* Source text:
In the preface of A Theory of Justice, Rawls explains that he is carrying Locke’s and other social contract theories to “a higher order of abstraction.”[8] When Locke speaks of a state of nature in which there is no government, he is asking his reader to abstract from reality a bit. Locke thereby shows us that people living together without government quickly recognize the advantages of forming one to protect their rights. Similarly, Rawls also wants us to imagine a pre-political situation, but one that abstracts even further from reality: that is, a condition in which a group of people who know nothing about themselves—their ages, sexes, beliefs, or even their names—are asked to select principles of justice that can serve as the standard for a constitution, laws, and adjudications. Rawls calls this the original position. The condition of not knowing any particulars about oneself Rawls calls the veil of ignorance.

Each participant is said to represent a group of people with similar moral convictions and therefore responsible for securing principles that these people would embrace. But because they are under a veil of ignorance, they do not know what their personal convictions are and therefore have to choose principles that would be good for anyone.

The representatives in the original position do not come up with principles themselves. Rather, they choose from a list that is presented to them, presumably by Rawls, much like patrons at a restaurant ordering from a menu. The catch is that everyone ends up ordering the same thing because everyone is in exactly the same condition. No one has personal tastes of their own, and therefore, they have no preferences. They are disposed to pick that which is most generally reasonable.

Rawls invites his readers to add their own principles to the menu to see whether people under such constraints would find them desirable. Rawls is confident that his own schema, which he calls justice as fairness, will be chosen. It consists of two principles:

  1. Everyone should have the same basic liberties.
  2. Inequalities in outcomes are permissible so long as

         a. Everyone has the same fair opportunities and

         b. Advantages, particularly economic advantages,               are to everyone’s benefit.

Rawls names 2b the difference principle, and it is one of the most controversial parts of his theory. Anticipating this, Rawls is careful to note that the first principle, that of liberty, takes priority over the second. Redistributive policies must refrain from harming people’s basic liberties.

* Stored records:
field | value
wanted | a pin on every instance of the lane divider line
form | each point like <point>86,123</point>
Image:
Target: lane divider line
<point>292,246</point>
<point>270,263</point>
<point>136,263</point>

* Exercise task: Copy out the passage on Rawls's original position above in full, word for word.

* Exercise output:
In the preface of A Theory of Justice, Rawls explains that he is carrying Locke’s and other social contract theories to “a higher order of abstraction.”[8] When Locke speaks of a state of nature in which there is no government, he is asking his reader to abstract from reality a bit. Locke thereby shows us that people living together without government quickly recognize the advantages of forming one to protect their rights. Similarly, Rawls also wants us to imagine a pre-political situation, but one that abstracts even further from reality: that is, a condition in which a group of people who know nothing about themselves—their ages, sexes, beliefs, or even their names—are asked to select principles of justice that can serve as the standard for a constitution, laws, and adjudications. Rawls calls this the original position. The condition of not knowing any particulars about oneself Rawls calls the veil of ignorance.

Each participant is said to represent a group of people with similar moral convictions and therefore responsible for securing principles that these people would embrace. But because they are under a veil of ignorance, they do not know what their personal convictions are and therefore have to choose principles that would be good for anyone.

The representatives in the original position do not come up with principles themselves. Rather, they choose from a list that is presented to them, presumably by Rawls, much like patrons at a restaurant ordering from a menu. The catch is that everyone ends up ordering the same thing because everyone is in exactly the same condition. No one has personal tastes of their own, and therefore, they have no preferences. They are disposed to pick that which is most generally reasonable.

Rawls invites his readers to add their own principles to the menu to see whether people under such constraints would find them desirable. Rawls is confident that his own schema, which he calls justice as fairness, will be chosen. It consists of two principles:

  1. Everyone should have the same basic liberties.
  2. Inequalities in outcomes are permissible so long as

         a. Everyone has the same fair opportunities and

         b. Advantages, particularly economic advantages,               are to everyone’s benefit.

Rawls names 2b the difference principle, and it is one of the most controversial parts of his theory. Anticipating this, Rawls is careful to note that the first principle, that of liberty, takes priority over the second. Redistributive policies must refrain from harming people’s basic liberties.